EXCERPTED TEXT »
_ _ _

The devil led him to Jerusalem and had him stand on the highest point of the temple. “If you are the Son of God,” he said, “throw yourself down from here. For it is written: “‘He will command his angels concerning you to guard you carefully; they will lift you up in their hands, so that you will not strike your foot against a stone.’”
Jesus answered, “It is said: ‘Do not put the Lord your God to the test.’”
When the devil had finished all this tempting, he left him until an opportune time.
************************************
Jesus is suffering. First of all, he is in the desert wilderness—a barren, desolate, hot, and dangerous place to be. Second, there is no one with him. He has been alone out there for forty days. And third, he has not eaten for that entire time and is hungry. In that weakened and vulnerable state, the devil comes to him.
But before we look at the temptation, we should ask why Jesus is in such a terrible predicament. Did he take a wrong turn and get lost unintentionally? Did bad people take him out there to die? Why must Jesus suffer so much, or to use the title of an old book, Why Do Bad Things Happen to Good People? Jesus was the best person who ever lived; perfect and sinless in every way. Why all the suffering, both here at the beginning of his ministry, and then even so much more at the end of his life, dying that terrible death on the cross?

_ _ _

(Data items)
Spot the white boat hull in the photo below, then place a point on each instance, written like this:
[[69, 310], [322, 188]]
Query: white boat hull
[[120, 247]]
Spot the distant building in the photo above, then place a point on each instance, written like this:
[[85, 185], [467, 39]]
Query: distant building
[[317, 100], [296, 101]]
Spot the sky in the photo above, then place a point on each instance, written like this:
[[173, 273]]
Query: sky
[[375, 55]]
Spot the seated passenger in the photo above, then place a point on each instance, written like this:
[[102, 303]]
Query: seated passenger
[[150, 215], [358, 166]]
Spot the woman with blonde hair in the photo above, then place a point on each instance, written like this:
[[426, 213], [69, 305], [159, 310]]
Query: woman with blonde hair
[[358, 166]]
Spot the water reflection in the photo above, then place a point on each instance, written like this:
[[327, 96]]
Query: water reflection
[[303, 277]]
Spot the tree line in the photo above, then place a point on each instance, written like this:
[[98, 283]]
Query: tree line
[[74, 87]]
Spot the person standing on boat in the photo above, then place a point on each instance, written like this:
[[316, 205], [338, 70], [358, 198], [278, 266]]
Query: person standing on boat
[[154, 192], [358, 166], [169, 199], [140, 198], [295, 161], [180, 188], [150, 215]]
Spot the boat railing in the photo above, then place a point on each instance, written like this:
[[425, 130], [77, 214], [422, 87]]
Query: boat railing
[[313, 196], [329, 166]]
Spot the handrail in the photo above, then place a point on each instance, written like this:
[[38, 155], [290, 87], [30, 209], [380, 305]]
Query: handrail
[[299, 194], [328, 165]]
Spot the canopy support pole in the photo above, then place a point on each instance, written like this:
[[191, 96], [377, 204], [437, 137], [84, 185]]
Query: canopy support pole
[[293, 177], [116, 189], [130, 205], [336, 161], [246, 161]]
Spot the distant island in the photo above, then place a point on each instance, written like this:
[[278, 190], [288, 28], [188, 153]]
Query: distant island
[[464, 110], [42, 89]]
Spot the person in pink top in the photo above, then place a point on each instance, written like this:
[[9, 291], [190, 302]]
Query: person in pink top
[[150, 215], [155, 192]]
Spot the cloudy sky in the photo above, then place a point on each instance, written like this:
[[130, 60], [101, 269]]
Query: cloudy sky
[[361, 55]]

_ _ _

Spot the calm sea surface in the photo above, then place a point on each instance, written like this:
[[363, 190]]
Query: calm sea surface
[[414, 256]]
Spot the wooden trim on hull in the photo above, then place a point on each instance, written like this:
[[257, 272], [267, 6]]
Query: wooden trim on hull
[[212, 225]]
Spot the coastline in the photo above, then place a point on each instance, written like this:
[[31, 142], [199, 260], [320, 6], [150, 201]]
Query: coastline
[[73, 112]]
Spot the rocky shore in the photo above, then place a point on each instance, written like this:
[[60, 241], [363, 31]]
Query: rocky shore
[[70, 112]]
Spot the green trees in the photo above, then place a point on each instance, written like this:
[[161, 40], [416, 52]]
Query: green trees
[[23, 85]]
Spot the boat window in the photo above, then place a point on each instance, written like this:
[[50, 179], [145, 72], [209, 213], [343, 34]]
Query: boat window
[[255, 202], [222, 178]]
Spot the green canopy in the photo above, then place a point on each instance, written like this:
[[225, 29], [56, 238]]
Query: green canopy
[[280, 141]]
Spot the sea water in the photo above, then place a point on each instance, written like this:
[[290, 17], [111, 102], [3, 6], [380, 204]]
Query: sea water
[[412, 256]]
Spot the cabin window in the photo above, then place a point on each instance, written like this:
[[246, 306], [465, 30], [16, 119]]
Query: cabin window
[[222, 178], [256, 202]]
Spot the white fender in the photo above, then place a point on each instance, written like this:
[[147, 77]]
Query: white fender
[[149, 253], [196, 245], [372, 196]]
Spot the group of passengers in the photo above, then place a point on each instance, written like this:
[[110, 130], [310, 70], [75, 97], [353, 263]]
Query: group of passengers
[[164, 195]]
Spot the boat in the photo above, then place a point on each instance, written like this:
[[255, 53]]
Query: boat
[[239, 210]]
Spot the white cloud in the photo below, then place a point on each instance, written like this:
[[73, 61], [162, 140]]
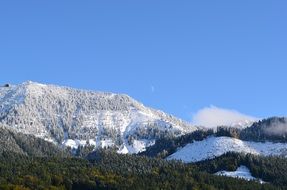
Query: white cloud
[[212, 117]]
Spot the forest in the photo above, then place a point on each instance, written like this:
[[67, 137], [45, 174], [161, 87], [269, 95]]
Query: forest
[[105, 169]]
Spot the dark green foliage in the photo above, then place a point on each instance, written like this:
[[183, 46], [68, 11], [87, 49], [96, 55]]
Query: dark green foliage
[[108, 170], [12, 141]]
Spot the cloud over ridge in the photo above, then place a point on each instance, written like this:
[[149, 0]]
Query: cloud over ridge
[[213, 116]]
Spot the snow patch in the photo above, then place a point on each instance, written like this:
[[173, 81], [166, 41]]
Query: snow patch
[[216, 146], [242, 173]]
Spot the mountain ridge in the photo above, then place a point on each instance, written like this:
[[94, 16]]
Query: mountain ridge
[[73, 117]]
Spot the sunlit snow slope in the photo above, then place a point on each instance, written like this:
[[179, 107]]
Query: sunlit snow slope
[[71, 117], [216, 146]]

_ _ _

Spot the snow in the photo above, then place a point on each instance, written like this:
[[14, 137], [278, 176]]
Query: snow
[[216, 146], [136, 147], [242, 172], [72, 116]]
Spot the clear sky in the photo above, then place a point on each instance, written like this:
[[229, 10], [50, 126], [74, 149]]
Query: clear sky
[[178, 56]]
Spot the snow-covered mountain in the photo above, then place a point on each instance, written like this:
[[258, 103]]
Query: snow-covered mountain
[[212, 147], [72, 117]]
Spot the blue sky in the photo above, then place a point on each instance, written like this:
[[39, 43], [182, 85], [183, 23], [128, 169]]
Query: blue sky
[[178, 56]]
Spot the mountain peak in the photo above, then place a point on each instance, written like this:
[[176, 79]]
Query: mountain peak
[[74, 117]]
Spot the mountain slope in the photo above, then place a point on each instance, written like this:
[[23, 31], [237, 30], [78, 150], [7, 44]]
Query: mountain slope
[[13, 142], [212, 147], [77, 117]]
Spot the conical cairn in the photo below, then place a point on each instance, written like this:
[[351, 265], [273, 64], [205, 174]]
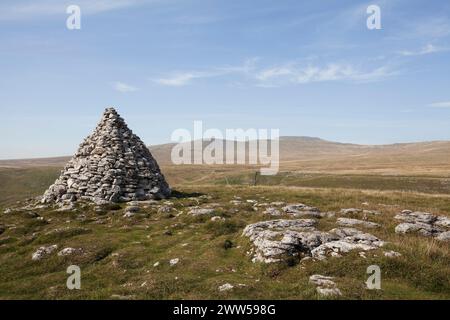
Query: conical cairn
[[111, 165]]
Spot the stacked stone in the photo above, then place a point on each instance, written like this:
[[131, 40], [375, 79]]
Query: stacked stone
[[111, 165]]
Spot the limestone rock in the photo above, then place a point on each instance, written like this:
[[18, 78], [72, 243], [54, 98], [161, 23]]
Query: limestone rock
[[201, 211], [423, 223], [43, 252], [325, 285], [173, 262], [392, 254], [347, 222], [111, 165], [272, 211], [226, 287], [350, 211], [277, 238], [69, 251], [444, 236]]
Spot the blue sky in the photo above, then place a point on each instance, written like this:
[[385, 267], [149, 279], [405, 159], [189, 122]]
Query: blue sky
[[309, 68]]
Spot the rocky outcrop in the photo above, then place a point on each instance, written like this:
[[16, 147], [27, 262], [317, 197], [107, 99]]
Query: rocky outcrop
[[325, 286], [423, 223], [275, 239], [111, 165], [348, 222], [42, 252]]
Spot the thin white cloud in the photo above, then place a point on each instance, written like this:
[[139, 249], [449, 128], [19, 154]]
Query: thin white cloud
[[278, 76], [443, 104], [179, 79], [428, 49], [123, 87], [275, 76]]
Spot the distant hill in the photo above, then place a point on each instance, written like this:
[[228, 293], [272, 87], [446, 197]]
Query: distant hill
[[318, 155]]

_ _ _

WHAT YOU NEED TO DO »
[A] Answer these questions using the excerpt:
(i) Where did the devil have Jesus stand?
(ii) How long had Jesus been alone in the wilderness?
(iii) What did the devil do once he had finished all his tempting?
[B] In the listing, rewrite the lines beginning with the one that contains "Spot the woman" and ending after the one that contains "188], [150, 215]]". Change "Spot" to "Locate" and leave everything else as it is.
The excerpt and the listing come from separate sources.

FINAL RESULTS »
[A]
(i) On the highest point of the temple in Jerusalem.
(ii) Forty days.
(iii) He left Jesus until an opportune time.

[B]
Locate the woman with blonde hair in the photo above, then place a point on each instance, written like this:
[[426, 213], [69, 305], [159, 310]]
Query: woman with blonde hair
[[358, 166]]
Locate the water reflection in the photo above, then place a point on each instance, written like this:
[[327, 96]]
Query: water reflection
[[303, 277]]
Locate the tree line in the photo above, then place a point on each instance, written like this:
[[98, 283]]
Query: tree line
[[74, 87]]
Locate the person standing on boat in the photo above, then place a point on each instance, written like this:
[[316, 205], [338, 70], [358, 198], [278, 266]]
Query: person standing on boat
[[154, 192], [358, 166], [169, 199], [140, 198], [295, 161], [180, 188], [150, 215]]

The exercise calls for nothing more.